• **SELECTED EXCERPT**:
--------------------------------

Wikipedia needs creative editing, all of its articles should be creatively edited and dispersed to the poor african children.
Peter Damian
QUOTE(Shalom @ Thu 25th June 2009, 1:43am) *

Loren Cobb posts a sophisticated vandalism study. His results confirm what I learned from personal experience in the trenches, reverting both short-term and long-term vandalism.

http://en.wikipedia.org/wiki/Wikipedia:Wik...06-22/Vandalism

Spread the word. Tell the media to revise their silly "most vandalism gets reverted in 5 minutes" nonsense from years ago. (I recall Somey made this point a while back.)

QUOTE
The fact that 50% of all vandalism is being detected and reverted within an estimated four minutes of appearance should go a long way to allay fears about the susceptibility of English-language Wikipedia articles to malicious vandalism. On the other hand, the fact that an estimated 10% of all vandalism endures for months and even years indicates that some new tools and strategies are needed for rooting out the most subtle and persistent forms of vandalism.



This study is meaningless as statistics without a precise definition of 'vandalism'. The fact that there is a category of 'subtle vandalism' is very telling. Presumably not so subtle that the study did not detect it. Are there even more subtle forms that it did not detect?

There are whole articles that (in my view) count as 'subtle vandalism'. When will they be reverted?

Also 'vandalism' is not the same as 'errors' or 'libel' or whatever. Do most 'errors' get corrected within minutes? Surely not.
sbrown
Then there are the articles created just for POV purposes. They can be around for a very long time. And of course the articles deleted on purely POV grounds which may never be recreated causing permanent damage. As if we care!

--------------------------------

• **EXERCISE**:
Print the passage of the forum thread on Wikipedia vandalism from "This study is" to "did not detect?".

(Items from a labeling collection)
--------------------------------

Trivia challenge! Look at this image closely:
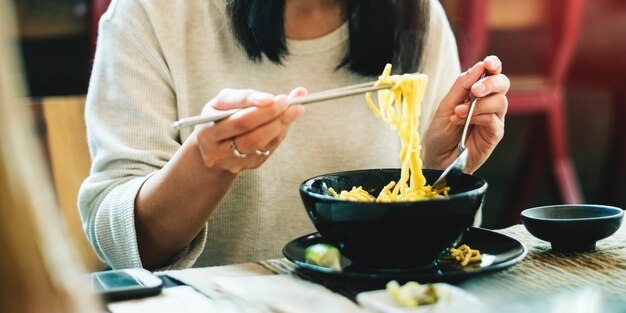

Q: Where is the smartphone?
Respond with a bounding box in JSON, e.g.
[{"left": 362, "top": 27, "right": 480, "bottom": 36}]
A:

--------------------------------

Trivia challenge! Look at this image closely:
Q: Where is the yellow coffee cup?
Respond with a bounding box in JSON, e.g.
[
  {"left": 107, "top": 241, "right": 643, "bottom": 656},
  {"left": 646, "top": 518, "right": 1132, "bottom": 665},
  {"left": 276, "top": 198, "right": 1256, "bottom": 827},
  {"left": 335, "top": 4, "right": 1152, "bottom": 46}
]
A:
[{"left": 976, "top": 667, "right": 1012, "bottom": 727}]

--------------------------------

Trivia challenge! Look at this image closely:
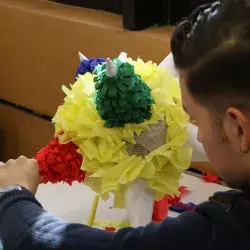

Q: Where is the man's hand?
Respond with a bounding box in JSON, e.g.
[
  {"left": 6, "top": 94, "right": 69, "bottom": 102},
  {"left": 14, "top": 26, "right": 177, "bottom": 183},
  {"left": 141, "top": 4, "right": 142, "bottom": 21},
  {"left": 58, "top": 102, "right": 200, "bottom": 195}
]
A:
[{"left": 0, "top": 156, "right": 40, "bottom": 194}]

--------------------------------

• **RESPONSE TO THIS EXERCISE**:
This study is meaningless as statistics without a precise definition of 'vandalism'. The fact that there is a category of 'subtle vandalism' is very telling. Presumably not so subtle that the study did not detect it. Are there even more subtle forms that it did not detect?